Oefeningsdoel:
Haal uit de regels hieronder elke regel met het woord "textured" en neem die regels over. Het verschil tussen hoofdletters en kleine letters telt mee.

Oefenmateriaal:
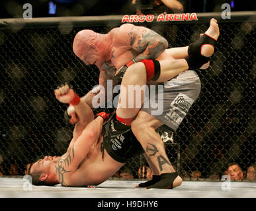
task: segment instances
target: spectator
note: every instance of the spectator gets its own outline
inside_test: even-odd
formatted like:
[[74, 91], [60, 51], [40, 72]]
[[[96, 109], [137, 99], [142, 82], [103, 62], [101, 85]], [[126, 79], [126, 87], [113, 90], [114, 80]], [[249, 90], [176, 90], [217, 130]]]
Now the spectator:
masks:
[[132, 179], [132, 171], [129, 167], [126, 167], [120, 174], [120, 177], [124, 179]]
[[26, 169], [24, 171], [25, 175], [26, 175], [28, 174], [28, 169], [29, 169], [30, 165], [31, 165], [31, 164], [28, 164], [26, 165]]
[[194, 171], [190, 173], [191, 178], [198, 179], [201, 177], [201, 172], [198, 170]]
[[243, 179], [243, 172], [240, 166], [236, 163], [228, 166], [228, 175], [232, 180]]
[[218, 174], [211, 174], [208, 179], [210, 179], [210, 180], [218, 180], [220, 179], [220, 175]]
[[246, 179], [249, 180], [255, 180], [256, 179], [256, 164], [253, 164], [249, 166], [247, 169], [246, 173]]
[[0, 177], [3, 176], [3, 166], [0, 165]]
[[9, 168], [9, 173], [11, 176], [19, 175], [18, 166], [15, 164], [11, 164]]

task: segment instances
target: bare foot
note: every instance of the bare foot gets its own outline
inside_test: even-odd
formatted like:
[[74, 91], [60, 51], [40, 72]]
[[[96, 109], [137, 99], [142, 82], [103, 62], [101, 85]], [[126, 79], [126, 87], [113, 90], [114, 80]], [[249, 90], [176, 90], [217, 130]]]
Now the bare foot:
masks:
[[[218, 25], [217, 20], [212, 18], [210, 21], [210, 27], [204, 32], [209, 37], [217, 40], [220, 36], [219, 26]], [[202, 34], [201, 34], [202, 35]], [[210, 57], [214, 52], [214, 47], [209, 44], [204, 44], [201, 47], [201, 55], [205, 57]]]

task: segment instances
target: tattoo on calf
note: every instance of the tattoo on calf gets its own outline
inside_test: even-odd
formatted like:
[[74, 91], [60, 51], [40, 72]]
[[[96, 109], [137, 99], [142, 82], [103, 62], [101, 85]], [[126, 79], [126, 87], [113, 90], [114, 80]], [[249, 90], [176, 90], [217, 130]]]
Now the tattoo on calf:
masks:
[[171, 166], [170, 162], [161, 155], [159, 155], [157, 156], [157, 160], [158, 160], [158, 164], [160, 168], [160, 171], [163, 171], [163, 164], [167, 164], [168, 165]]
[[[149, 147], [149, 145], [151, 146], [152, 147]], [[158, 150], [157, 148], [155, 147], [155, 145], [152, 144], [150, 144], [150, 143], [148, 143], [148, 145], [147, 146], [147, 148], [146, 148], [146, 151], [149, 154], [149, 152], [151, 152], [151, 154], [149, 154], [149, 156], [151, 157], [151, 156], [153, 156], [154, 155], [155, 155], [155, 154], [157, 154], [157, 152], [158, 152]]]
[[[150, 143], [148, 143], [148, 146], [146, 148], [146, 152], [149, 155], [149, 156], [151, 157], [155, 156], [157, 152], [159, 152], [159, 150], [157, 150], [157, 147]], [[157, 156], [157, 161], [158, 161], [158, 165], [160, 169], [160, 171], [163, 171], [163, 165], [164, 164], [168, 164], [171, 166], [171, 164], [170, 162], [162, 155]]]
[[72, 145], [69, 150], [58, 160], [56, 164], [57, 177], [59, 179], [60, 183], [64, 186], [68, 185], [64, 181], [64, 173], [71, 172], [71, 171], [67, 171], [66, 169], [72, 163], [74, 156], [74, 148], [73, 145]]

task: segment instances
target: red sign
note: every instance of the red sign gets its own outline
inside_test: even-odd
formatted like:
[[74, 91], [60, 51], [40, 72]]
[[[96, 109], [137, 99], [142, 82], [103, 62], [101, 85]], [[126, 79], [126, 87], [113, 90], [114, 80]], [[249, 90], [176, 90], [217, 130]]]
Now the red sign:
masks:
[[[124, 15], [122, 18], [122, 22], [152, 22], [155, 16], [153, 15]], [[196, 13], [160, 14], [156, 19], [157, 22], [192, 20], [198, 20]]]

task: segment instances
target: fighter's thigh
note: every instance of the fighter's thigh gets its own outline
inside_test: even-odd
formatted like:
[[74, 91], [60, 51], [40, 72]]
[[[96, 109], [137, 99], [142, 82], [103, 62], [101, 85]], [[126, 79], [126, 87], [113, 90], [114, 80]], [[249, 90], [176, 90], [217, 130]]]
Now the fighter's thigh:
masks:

...

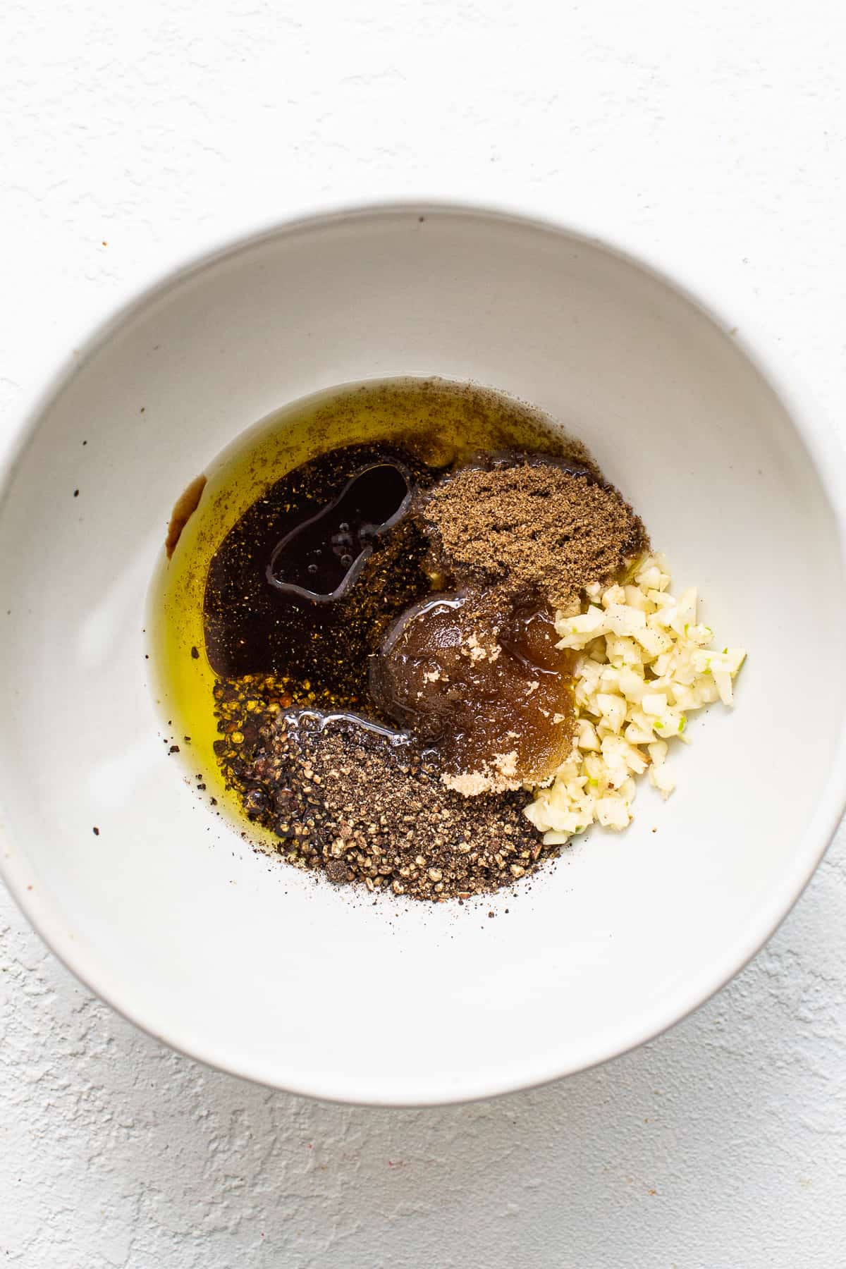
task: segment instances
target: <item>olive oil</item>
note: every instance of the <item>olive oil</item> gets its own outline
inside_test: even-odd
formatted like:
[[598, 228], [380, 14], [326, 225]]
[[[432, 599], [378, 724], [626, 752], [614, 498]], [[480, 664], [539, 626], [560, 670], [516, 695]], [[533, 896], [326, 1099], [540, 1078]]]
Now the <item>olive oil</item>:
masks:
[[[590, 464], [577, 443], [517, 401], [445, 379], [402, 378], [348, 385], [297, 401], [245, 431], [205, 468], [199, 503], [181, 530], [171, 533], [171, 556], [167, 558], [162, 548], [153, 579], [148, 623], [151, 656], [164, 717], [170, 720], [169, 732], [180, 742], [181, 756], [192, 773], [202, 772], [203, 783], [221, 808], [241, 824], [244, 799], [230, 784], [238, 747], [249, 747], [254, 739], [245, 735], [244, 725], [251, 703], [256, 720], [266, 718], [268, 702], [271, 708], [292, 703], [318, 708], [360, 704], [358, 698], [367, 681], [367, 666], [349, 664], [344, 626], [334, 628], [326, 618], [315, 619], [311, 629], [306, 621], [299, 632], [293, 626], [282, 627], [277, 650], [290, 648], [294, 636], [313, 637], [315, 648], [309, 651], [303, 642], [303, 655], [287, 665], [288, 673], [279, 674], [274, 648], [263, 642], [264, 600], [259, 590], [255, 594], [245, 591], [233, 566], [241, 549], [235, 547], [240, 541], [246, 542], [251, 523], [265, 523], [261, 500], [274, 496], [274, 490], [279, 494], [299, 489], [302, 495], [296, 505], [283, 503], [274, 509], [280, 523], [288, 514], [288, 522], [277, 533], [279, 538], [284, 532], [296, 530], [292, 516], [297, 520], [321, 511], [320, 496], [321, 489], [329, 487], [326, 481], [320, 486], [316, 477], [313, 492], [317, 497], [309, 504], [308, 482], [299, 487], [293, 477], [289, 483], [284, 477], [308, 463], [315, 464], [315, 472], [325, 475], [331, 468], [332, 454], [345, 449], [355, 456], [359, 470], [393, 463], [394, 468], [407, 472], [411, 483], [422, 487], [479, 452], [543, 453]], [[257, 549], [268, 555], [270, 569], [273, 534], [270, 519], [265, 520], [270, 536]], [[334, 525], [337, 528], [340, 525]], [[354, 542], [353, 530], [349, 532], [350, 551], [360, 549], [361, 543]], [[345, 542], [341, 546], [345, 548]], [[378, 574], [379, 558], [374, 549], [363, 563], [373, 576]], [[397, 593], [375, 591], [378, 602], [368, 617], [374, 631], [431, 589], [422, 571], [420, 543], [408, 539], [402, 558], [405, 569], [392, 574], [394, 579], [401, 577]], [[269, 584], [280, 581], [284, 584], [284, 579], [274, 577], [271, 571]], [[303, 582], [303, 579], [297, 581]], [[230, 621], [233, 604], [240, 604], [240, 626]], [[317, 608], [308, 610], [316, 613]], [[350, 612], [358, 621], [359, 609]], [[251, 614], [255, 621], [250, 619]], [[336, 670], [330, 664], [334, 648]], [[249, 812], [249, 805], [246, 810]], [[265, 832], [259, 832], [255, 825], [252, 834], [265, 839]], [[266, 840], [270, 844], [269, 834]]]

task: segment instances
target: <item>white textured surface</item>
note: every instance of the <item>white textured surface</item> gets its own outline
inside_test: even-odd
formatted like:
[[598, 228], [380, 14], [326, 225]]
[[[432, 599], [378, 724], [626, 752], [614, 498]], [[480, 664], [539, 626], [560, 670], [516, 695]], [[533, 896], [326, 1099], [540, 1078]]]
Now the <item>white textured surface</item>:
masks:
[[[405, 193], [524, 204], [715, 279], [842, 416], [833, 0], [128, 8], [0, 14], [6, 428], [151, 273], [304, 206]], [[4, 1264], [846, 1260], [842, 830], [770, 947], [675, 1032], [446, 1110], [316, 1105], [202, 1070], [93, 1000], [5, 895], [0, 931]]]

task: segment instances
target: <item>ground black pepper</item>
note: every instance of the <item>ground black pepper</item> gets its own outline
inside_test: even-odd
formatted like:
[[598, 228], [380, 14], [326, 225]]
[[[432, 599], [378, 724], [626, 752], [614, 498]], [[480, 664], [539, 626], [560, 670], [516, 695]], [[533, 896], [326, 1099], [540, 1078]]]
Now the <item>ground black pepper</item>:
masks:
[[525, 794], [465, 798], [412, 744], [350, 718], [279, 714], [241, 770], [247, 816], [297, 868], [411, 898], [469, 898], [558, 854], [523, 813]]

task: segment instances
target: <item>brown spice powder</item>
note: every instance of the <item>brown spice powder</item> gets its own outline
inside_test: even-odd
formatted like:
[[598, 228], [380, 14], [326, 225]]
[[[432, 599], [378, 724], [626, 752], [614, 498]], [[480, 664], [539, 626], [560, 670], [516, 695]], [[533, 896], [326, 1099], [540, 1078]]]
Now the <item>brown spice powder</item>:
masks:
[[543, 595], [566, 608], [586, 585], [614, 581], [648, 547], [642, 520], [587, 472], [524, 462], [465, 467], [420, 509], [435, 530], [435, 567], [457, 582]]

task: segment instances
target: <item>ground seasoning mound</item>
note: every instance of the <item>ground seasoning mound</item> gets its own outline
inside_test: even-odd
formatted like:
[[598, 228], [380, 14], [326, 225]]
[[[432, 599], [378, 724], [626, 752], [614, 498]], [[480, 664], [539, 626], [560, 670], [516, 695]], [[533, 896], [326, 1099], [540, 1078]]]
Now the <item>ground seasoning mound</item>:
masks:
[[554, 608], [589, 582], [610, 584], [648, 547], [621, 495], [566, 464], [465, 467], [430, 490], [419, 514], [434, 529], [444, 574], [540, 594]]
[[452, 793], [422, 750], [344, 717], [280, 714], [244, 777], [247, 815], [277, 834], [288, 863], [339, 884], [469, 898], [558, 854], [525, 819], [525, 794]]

Antwoord op opdracht:
target: <item>white textured surface</item>
note: every instance of the <item>white textured surface</item> gets its own outline
Now the <item>white textured surface</item>:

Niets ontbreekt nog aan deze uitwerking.